▶ **Document text**:
--- START ---

This isn’t about Trump being guilty or innocent—everyone deserves due process and the presumption of innocence. But that’s not what Ed is arguing. Ed isn’t saying “let’s wait for evidence.” He’s saying the same action he condemned in others is acceptable when his chosen leader does it.
The Pattern Is Identical
The parallel between Ed’s scientific cherry-picking and his political hypocrisy is exact. In both cases, Ed starts with his conclusion:
✗ Climate change is a hoax
✗ Democrats are evil
✗ Trump is good
Then he searches for evidence that supports these predetermined beliefs while ignoring, dismissing, or explaining away everything that contradicts them.
- One study outweighs 100,000
- One exception breaks the rule
- Global conspiracy theories explain away international scientific consensus
The methodology is identical across topics.
What Cherry-Picking Actually Costs Us
In science, cherry-picking leads to bad policy:
- Climate denial while the planet warms
- Vaccine hesitancy while preventable diseases return
- Public health failures during pandemics
- It sacrifices collective wellbeing for individual comfort
In politics, cherry-picking produces something arguably worse: selective morality. Principles that apply only to enemies and never to allies. Where protecting children matters until it doesn’t. Where crime is unforgivable unless the right person commits it.

--- END ---

▶ **Records provided**:
--- START ---

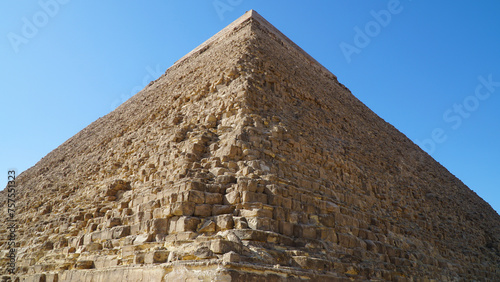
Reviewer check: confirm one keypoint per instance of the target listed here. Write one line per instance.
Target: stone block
(248, 197)
(84, 264)
(182, 208)
(225, 179)
(231, 257)
(286, 228)
(207, 227)
(259, 223)
(346, 240)
(316, 264)
(203, 210)
(156, 256)
(112, 222)
(119, 232)
(257, 213)
(224, 222)
(183, 224)
(232, 198)
(213, 198)
(158, 226)
(143, 238)
(222, 209)
(327, 220)
(197, 197)
(309, 232)
(223, 246)
(92, 247)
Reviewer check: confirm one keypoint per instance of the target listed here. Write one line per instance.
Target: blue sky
(430, 68)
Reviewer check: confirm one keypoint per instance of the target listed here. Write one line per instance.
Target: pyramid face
(247, 160)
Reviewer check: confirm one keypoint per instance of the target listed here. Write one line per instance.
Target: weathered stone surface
(247, 161)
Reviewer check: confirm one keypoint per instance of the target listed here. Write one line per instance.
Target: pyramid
(246, 161)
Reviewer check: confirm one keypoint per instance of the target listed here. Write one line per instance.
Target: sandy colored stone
(247, 161)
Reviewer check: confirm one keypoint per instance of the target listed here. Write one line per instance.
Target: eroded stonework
(248, 160)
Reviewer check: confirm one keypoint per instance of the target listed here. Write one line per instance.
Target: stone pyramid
(247, 161)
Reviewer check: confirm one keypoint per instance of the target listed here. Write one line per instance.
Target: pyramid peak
(244, 162)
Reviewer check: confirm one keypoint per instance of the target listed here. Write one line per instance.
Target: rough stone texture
(248, 160)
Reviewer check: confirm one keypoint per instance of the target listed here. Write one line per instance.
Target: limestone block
(120, 231)
(213, 198)
(231, 257)
(207, 227)
(223, 246)
(312, 263)
(224, 222)
(158, 226)
(143, 238)
(226, 179)
(309, 232)
(240, 223)
(257, 213)
(92, 247)
(346, 240)
(327, 220)
(114, 221)
(248, 197)
(194, 196)
(286, 228)
(232, 198)
(222, 209)
(261, 223)
(157, 256)
(184, 223)
(203, 210)
(182, 208)
(84, 264)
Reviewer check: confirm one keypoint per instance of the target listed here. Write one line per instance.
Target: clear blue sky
(430, 68)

--- END ---

▶ **Exercise objective**:
Can you carry on the piece about cherry-picking in science and politics, starting after its last sentence?

▶ **Response**:
This isn’t really a political position. Its tribalism dressed up as ideology, team sports pretending to be philosophy.
The Safeguards We Need
The scientific community has built-in safeguards against cherry-picking:
- Peer review – Other experts scrutinize methodology and findings
- Replication studies – Results must be reproducible by independent teams
- Meta-analyses – All available evidence gets weighed, not just convenient fragments
- International collaboration – Findings verified across borders and funding sources
We need similar personal safeguards in our thinking:
✓ Apply principles consistently – Regardless of who violates them
✓ Criticize your own side – When they do wrong
✓ Follow evidence – Even when it’s uncomfortable
✓ Show intellectual humility – Admit when you’re wrong
✓ Recognize global consensus – When thousands of independent researchers agree
What We Can Do Instead
The rest of us can do better.
We can recognize cherry-picking when we see it, whether dressed up in scientific language or political rhetoric. We can demand consistency—from ourselves first, then from others. We can value truth over comfort.
We can acknowledge that science is a global enterprise, not an American political tool. We can accept that sometimes the evidence points somewhere we didn’t expect, and that’s okay. Actually, that’s how we learn.
That’s the difference between seeking truth and seeking confirmation. One requires courage and humility. The other just requires a search engine and willingness to ignore everything you don’t want to see—including the entire rest of the planet.
Ed has the search engine. He lacks everything else.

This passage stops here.